Prompt a:
Please format the entries below as a JSON list of strings, one string per line with blank lines left out, covering everything from the line containing "Q: Point to every instance of the green" down to the final line of the last entry.

── Text segment ──

Woke up early to start our day trip to Segovia from Madrid. After a 1.5 hours coach ride, we arrived at the scenic town to be greeted by the iconic aquaduct structure. We had the whole morning to spare to explore the various sights as we planned to have lunch at the one-Michelin star Restaurante Villena.
Having read that the place starts its service at 1.30pm, we decided to recce the place when we passed by Plaza Mayor. There was a notice on the door informing diners that they had shifted to Plaza Capuchinos, which is a 2 minutes walk from Plaza Mayor. They are in an extension building right next to the Hotel Eurostars Convento Capuchinos.
We were pleasantly surprised to be greeted by Chef Rubén Arnanz personally at the entrance. When he learnt that we are visitors from Singapore, he enthusiastically shared that he had just visited Singapore last August. He still remembered the street food in Singapore such as chicken rice, chilli crab as well as one of the top fine-dining restaurants in Singapore – Restaurant Andre.
After browsing through the set menus at the restaurant, we didn’t see the 1 dish that Segovia is known for – suckling pig. Chef told us that if we have the menu “A walk in our environment“, he could change the main to suckling pig for us. We certainly can’t leave Segovia without trying the dish that propelled Segovia into foodie’s food map. As the menu includes 3 wine selection paired by the sommelier, its the first time I got to try a few Spanish wines during this trip.
The vaulted high ceiling dining hall was spacious and the white painted walls made the place looked simple yet elegant.
The 11-course menu started with an array of Snacks, total of 6 to be exact. The menu didn’t list down all the items so I shan’t try to ID them individually. Though I was impressed by the juicy pickled tomato, the cheese and the fresh salmon.

───
── Information given ──

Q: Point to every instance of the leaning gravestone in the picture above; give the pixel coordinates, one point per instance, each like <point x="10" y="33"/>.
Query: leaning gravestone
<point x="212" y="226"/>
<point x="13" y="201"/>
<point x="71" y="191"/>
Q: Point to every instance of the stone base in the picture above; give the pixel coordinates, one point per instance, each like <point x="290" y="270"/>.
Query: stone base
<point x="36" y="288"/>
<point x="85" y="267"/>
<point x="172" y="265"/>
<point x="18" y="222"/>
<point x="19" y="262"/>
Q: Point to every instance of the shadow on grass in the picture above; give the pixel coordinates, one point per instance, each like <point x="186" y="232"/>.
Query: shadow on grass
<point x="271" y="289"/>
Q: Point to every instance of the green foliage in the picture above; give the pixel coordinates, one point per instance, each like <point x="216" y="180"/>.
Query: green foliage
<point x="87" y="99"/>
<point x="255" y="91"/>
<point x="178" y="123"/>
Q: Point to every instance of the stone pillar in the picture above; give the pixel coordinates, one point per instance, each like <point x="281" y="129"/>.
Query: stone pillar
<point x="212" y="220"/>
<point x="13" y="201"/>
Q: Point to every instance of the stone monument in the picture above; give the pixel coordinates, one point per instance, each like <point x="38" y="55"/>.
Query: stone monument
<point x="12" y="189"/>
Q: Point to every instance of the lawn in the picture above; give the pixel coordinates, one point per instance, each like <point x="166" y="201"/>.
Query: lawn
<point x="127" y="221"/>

───

Prompt b:
From the Segovia travel account above, extract everything from "We were pleasantly" down to "during this trip." word for word.

Final answer a:
[
  "Q: Point to every instance of the green foliage in the picture above; give the pixel coordinates, one point per instance, each like <point x=\"216\" y=\"180\"/>.",
  "Query: green foliage",
  "<point x=\"87\" y=\"99\"/>",
  "<point x=\"255\" y=\"91\"/>",
  "<point x=\"178\" y=\"123\"/>",
  "Q: Point to every instance of the stone pillar in the picture above; give the pixel coordinates, one point per instance, each like <point x=\"281\" y=\"129\"/>.",
  "Query: stone pillar",
  "<point x=\"212\" y=\"220\"/>",
  "<point x=\"13\" y=\"201\"/>",
  "Q: Point to every instance of the stone monument in the picture above; give the pixel coordinates, one point per instance, each like <point x=\"38\" y=\"55\"/>.",
  "Query: stone monument",
  "<point x=\"12\" y=\"189\"/>",
  "Q: Point to every instance of the lawn in the picture above; give the pixel coordinates, one point per instance, each like <point x=\"166\" y=\"201\"/>.",
  "Query: lawn",
  "<point x=\"127\" y=\"221\"/>"
]

Final answer b:
We were pleasantly surprised to be greeted by Chef Rubén Arnanz personally at the entrance. When he learnt that we are visitors from Singapore, he enthusiastically shared that he had just visited Singapore last August. He still remembered the street food in Singapore such as chicken rice, chilli crab as well as one of the top fine-dining restaurants in Singapore – Restaurant Andre.
After browsing through the set menus at the restaurant, we didn’t see the 1 dish that Segovia is known for – suckling pig. Chef told us that if we have the menu “A walk in our environment“, he could change the main to suckling pig for us. We certainly can’t leave Segovia without trying the dish that propelled Segovia into foodie’s food map. As the menu includes 3 wine selection paired by the sommelier, its the first time I got to try a few Spanish wines during this trip.